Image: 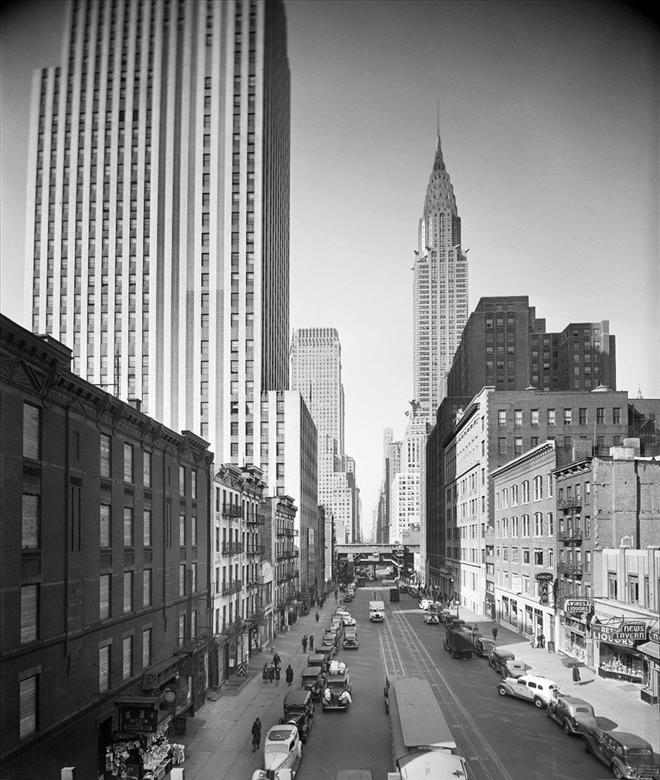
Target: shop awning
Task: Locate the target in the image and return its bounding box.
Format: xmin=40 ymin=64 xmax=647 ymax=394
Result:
xmin=635 ymin=642 xmax=660 ymax=661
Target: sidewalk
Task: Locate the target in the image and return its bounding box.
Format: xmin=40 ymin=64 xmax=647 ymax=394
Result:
xmin=177 ymin=595 xmax=337 ymax=780
xmin=460 ymin=606 xmax=660 ymax=752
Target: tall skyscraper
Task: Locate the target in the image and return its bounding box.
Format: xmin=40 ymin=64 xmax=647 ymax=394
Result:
xmin=413 ymin=136 xmax=468 ymax=423
xmin=27 ymin=0 xmax=290 ymax=463
xmin=291 ymin=328 xmax=357 ymax=544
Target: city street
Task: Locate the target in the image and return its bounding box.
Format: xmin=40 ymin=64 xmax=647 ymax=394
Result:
xmin=177 ymin=583 xmax=656 ymax=780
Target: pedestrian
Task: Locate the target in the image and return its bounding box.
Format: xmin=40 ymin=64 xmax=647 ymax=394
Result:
xmin=252 ymin=716 xmax=261 ymax=753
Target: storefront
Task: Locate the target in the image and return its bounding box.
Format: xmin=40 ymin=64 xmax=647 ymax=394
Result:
xmin=591 ymin=619 xmax=648 ymax=686
xmin=637 ymin=628 xmax=660 ymax=708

---+---

GIVEN INSTRUCTION:
Copy every line of the records above verbatim, leaving out the pictures.

EXPECTED ANSWER:
Image: 
Target: shop awning
Task: Locate the target in the image and return its bounding box.
Format: xmin=40 ymin=64 xmax=647 ymax=394
Result:
xmin=635 ymin=642 xmax=660 ymax=661
Target: sidewalk
Task: Locate the target in the image and return its bounding box.
Format: xmin=40 ymin=64 xmax=647 ymax=394
Result:
xmin=177 ymin=595 xmax=337 ymax=780
xmin=460 ymin=606 xmax=660 ymax=752
Target: tall skyscraper
Task: Locate the target in the image and return its bounding box.
Format: xmin=40 ymin=64 xmax=647 ymax=394
Result:
xmin=413 ymin=136 xmax=468 ymax=423
xmin=27 ymin=0 xmax=290 ymax=463
xmin=291 ymin=328 xmax=357 ymax=544
Target: city street
Task: Locate the target in the image and return its bounding box.
Format: xmin=40 ymin=64 xmax=647 ymax=394
Result:
xmin=177 ymin=583 xmax=656 ymax=780
Target: pedestrian
Task: Locate the target in the image and return its bounding box.
Format: xmin=40 ymin=64 xmax=647 ymax=394
Result:
xmin=252 ymin=716 xmax=261 ymax=753
Target: storefront
Task: Locate the target in the image and return its bounding box.
Format: xmin=40 ymin=64 xmax=647 ymax=394
Result:
xmin=591 ymin=619 xmax=648 ymax=686
xmin=637 ymin=628 xmax=660 ymax=708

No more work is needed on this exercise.